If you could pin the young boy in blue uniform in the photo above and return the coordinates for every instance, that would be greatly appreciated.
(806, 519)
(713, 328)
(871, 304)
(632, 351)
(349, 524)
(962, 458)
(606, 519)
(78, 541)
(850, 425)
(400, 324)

* _DIRECTION_
Print each of the records above again, word for word, with nothing changed.

* _RESULT_
If you could pin the young boy in blue uniform in the photo above and return the coordinates for every instance, that would be greatly appreciated.
(806, 519)
(713, 328)
(871, 304)
(632, 351)
(349, 524)
(962, 458)
(606, 519)
(78, 541)
(850, 425)
(400, 324)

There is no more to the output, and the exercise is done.